==== INFORMATION GIVEN

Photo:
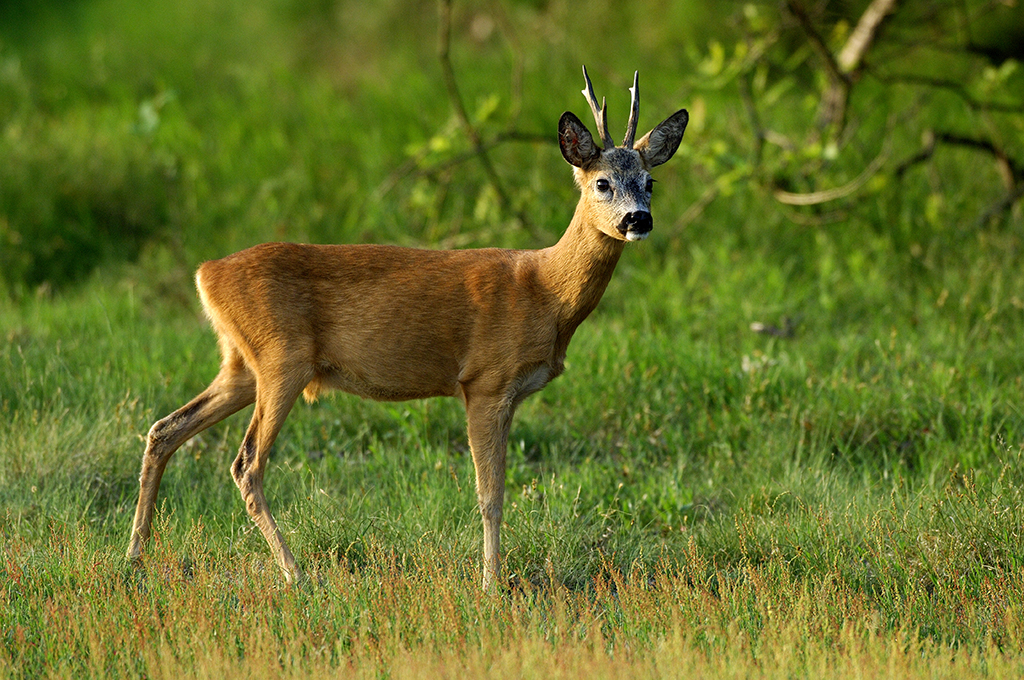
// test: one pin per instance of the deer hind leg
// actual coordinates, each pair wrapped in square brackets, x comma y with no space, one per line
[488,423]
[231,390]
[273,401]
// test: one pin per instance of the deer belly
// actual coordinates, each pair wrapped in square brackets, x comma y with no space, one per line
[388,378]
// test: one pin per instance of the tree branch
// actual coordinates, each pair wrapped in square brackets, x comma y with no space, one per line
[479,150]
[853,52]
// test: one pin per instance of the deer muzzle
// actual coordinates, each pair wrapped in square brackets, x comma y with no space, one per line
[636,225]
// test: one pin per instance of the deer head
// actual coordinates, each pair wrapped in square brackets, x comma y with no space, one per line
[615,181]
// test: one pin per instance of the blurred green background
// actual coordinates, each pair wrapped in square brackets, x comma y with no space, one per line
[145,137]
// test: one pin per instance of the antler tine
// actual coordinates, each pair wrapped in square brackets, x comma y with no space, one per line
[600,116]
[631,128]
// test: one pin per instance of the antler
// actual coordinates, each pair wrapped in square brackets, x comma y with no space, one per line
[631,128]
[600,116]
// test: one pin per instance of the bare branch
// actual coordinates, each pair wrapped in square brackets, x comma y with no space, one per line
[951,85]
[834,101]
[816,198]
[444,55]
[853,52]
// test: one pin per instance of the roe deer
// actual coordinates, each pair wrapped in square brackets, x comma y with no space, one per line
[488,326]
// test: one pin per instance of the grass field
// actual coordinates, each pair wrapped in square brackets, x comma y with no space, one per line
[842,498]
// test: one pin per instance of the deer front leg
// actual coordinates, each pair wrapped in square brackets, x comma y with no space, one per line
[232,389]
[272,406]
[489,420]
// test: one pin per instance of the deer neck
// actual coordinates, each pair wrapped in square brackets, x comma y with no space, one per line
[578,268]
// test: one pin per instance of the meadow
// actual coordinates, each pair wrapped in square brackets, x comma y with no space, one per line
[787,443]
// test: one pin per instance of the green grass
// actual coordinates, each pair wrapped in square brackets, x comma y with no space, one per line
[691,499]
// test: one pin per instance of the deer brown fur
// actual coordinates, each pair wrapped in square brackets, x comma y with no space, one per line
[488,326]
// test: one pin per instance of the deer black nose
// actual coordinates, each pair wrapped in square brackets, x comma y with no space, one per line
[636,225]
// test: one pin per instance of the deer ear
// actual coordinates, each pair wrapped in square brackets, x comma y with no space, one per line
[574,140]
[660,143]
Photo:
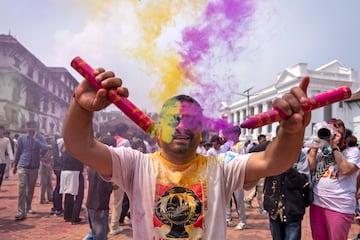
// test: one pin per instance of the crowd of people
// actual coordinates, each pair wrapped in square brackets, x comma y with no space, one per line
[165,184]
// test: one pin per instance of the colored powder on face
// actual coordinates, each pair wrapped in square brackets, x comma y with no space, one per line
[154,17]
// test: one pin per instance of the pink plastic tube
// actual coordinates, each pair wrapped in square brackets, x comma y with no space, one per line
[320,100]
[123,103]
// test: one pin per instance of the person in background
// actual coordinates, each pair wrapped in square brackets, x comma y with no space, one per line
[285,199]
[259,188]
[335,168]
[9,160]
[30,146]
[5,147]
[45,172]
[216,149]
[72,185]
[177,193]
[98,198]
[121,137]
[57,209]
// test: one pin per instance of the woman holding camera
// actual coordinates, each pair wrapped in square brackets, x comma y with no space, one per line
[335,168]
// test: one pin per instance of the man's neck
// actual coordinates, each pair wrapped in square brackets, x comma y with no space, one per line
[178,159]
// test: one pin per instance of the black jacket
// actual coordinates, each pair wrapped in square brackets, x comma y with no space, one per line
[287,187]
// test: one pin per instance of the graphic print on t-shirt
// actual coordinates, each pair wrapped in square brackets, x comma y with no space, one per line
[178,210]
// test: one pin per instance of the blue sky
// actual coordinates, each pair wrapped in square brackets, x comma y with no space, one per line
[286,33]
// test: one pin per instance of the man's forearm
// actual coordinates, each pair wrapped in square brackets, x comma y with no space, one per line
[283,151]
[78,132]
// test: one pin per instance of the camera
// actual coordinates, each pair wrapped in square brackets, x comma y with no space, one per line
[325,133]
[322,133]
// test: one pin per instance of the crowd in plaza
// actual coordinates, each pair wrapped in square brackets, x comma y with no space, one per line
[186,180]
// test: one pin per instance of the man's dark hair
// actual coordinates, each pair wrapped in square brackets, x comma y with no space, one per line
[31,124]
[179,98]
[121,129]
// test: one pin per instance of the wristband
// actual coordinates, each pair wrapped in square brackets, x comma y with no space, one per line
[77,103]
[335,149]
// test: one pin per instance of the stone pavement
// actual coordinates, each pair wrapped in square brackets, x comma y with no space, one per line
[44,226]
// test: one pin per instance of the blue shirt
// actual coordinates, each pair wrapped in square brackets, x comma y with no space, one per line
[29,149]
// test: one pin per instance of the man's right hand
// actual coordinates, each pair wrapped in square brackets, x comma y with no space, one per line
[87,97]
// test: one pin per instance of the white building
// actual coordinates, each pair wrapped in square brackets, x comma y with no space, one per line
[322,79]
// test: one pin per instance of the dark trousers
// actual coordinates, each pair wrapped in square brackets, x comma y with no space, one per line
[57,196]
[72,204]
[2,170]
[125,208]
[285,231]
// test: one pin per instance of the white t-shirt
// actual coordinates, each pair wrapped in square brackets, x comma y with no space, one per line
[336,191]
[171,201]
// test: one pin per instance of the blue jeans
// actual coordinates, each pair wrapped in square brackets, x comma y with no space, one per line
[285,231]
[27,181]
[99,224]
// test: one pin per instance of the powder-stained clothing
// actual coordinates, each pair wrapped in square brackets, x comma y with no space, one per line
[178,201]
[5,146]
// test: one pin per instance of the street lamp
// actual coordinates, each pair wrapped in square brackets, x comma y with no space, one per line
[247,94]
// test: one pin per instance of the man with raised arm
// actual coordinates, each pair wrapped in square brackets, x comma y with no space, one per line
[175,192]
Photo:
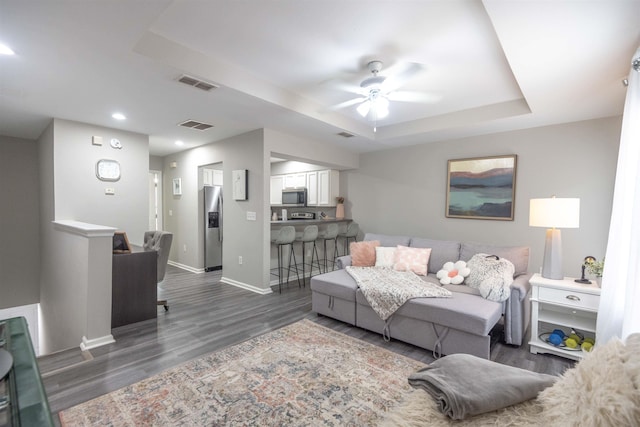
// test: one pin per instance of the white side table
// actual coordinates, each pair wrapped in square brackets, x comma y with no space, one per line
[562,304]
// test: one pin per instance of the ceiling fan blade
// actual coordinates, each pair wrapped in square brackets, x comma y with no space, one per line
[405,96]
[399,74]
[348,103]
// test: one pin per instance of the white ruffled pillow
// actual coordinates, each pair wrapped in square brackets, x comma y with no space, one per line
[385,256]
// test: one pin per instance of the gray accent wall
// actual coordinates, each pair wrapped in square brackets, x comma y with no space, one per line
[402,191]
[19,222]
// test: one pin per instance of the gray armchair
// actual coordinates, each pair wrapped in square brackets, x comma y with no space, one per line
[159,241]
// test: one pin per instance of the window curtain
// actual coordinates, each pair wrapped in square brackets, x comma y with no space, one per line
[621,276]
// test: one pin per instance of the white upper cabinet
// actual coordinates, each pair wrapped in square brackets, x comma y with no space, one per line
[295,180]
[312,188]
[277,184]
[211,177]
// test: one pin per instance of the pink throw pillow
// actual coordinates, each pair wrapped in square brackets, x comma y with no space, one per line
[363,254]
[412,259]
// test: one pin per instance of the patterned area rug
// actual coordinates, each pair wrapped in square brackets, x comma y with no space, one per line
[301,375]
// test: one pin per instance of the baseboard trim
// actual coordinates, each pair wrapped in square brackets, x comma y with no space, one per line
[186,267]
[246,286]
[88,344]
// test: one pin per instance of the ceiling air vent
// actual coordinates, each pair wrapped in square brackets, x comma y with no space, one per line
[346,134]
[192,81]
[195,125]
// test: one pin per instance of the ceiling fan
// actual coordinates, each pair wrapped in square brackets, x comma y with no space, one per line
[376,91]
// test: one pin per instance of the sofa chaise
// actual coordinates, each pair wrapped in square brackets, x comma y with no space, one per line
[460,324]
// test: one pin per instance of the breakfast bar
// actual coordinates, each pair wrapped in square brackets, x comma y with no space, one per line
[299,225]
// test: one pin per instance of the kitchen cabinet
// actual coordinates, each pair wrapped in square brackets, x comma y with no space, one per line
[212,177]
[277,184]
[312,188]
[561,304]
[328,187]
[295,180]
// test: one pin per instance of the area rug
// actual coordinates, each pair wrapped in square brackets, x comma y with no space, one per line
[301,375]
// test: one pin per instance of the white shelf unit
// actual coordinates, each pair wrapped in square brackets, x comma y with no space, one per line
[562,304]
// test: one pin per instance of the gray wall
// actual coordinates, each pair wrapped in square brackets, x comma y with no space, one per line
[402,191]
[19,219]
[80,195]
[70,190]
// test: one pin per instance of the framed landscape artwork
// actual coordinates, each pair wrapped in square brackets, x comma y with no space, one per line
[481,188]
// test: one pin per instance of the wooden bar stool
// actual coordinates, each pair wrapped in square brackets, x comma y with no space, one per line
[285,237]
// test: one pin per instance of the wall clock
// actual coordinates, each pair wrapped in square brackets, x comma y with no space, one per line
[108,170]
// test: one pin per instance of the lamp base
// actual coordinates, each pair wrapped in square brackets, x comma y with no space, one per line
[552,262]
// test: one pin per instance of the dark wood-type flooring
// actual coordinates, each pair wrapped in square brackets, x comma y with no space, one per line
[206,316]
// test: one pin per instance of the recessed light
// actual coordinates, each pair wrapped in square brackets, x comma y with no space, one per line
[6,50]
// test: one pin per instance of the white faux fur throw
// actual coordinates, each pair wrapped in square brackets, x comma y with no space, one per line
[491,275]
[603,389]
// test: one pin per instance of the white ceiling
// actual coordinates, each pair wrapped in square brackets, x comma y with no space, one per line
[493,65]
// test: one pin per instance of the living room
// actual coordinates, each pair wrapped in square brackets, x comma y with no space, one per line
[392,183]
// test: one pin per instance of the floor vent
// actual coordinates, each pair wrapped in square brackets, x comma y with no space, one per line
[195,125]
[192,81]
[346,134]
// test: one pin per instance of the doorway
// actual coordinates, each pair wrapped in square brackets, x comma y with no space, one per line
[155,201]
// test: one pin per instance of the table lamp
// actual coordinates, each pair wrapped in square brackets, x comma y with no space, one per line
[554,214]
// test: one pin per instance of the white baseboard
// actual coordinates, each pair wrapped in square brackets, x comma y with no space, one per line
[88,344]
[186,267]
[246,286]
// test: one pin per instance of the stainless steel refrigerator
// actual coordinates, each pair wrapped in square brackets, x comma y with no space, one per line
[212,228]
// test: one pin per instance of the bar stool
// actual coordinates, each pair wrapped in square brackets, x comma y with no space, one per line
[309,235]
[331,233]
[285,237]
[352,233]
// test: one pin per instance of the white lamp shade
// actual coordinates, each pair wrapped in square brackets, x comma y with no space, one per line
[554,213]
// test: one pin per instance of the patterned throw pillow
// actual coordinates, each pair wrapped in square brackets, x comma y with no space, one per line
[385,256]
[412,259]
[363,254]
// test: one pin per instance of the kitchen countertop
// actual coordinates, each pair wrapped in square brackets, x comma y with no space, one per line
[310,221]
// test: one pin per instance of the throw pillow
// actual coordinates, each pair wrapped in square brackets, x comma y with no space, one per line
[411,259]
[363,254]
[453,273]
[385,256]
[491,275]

========

Each line from the one with "the table lamp" through the last line of the records must be written out word for word. Include nothing else.

### RESPONSE TO THIS TASK
// test: one pin per instance of the table lamp
// actual coordinates, each pair wrapped in square brackets, x comma y with no space, one per line
[554,214]
// test: one pin per instance of the white baseboard
// actual coordinates, each pair wrapped in square brackets, x comma y with no space, one per line
[88,344]
[186,267]
[246,286]
// test: one pin per instance of the stainless steel refrigerator
// actual coordinates, each pair wrapped in square brackets, x comma y with no space, one per line
[212,228]
// test: one pin per instance of the bar stool
// actual coordinates, each pair wrapped in square brackets, x comma y with no space, one per line
[309,235]
[331,233]
[285,237]
[352,233]
// test: one pin per instance of the white lamp shade
// actual coordinates, each pair wrapped in square brackets, x comma y with no space, one per line
[554,213]
// test: one pin per instance of the patterned throw pillow
// actual coordinates, each pair wrapped in square brackets, x comma y with no space, one per line
[385,256]
[412,259]
[363,254]
// test: one pin per instance of the kitchen countertop
// actual coordinates, each pair wrapped in square brackets, x comma y with no space, one per line
[310,221]
// test: one pin per instance of the throw pillow
// actual coordinates, each pair wrapped in square brackets, x comma y with no space, one per line
[411,259]
[363,254]
[453,273]
[385,256]
[491,275]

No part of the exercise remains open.